A run of records:
=-=-=-=-=

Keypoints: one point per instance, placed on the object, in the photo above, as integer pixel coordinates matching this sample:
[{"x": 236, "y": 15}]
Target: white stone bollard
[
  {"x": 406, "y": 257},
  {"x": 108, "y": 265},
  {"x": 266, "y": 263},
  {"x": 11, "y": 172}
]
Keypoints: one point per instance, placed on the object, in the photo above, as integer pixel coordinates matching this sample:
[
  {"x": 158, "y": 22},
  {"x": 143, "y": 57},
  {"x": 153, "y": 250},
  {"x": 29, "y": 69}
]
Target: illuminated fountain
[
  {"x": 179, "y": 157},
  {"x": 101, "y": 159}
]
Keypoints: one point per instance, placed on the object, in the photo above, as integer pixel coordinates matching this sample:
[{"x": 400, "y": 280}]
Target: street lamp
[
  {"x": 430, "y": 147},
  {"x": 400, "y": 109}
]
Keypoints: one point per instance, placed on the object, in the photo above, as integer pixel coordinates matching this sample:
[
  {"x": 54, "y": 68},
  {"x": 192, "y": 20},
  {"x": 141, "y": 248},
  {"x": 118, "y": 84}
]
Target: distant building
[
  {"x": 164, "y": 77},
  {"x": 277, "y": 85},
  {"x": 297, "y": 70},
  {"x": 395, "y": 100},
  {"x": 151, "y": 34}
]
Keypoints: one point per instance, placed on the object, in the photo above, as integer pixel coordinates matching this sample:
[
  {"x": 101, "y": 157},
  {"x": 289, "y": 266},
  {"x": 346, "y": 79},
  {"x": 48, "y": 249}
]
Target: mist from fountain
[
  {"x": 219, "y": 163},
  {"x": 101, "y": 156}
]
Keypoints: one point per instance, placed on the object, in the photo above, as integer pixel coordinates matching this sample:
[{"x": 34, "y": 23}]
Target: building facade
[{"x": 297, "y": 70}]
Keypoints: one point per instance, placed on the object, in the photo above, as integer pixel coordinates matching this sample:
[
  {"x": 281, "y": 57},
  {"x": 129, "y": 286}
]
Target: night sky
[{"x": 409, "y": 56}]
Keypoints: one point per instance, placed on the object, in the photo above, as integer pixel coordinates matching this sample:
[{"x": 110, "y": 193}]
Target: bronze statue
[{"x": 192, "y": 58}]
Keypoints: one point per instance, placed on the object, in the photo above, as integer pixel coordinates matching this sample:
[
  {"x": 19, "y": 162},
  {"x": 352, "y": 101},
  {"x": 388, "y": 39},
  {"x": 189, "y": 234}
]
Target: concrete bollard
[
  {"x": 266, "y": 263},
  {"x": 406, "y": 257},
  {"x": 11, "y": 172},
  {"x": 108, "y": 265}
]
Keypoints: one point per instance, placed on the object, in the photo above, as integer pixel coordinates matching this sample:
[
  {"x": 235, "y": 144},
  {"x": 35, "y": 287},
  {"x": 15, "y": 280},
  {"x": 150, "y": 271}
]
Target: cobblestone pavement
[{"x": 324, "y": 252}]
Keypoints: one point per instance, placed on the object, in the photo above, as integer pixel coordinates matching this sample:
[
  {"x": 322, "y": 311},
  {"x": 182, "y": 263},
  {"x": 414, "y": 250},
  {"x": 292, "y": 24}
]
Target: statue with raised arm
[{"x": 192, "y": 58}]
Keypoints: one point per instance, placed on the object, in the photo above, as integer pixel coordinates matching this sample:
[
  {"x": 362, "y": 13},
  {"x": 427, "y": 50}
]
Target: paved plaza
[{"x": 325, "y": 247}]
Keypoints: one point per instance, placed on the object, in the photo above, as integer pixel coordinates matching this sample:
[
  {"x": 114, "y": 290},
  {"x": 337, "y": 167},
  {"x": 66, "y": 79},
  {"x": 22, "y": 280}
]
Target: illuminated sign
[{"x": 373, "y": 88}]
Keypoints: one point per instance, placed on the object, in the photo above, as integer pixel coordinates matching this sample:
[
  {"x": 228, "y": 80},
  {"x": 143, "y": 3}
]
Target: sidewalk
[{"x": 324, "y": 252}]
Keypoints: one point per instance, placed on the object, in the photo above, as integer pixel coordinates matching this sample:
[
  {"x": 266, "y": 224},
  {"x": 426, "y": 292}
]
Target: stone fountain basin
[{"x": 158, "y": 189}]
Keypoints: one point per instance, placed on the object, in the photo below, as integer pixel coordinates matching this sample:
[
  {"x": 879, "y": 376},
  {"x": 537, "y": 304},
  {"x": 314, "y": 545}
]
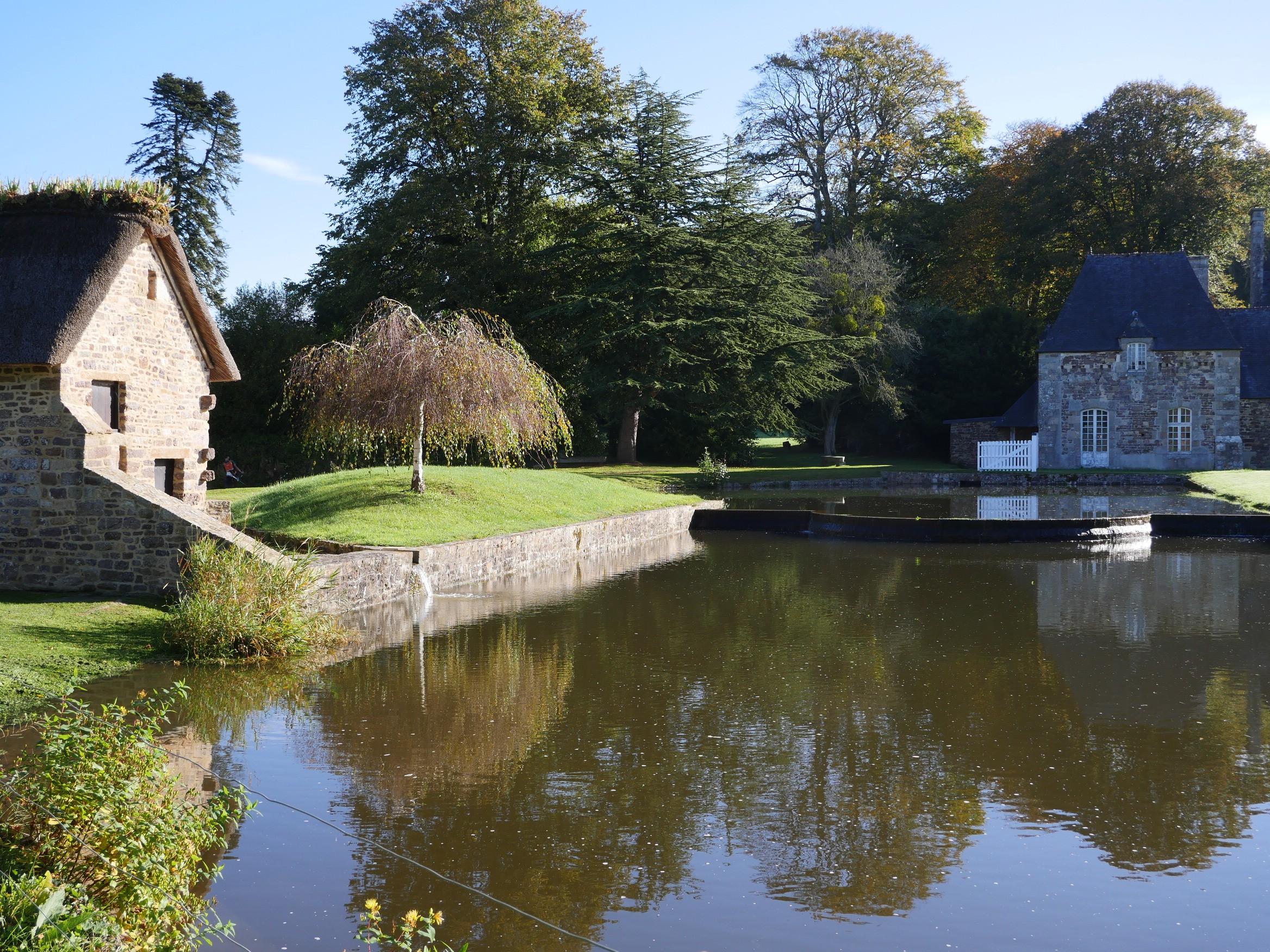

=-=-=-=-=

List each line of the records above that contains the string "illuminated", matching case exactly.

RIGHT ANSWER:
Target: illuminated fountain
Target: illuminated sign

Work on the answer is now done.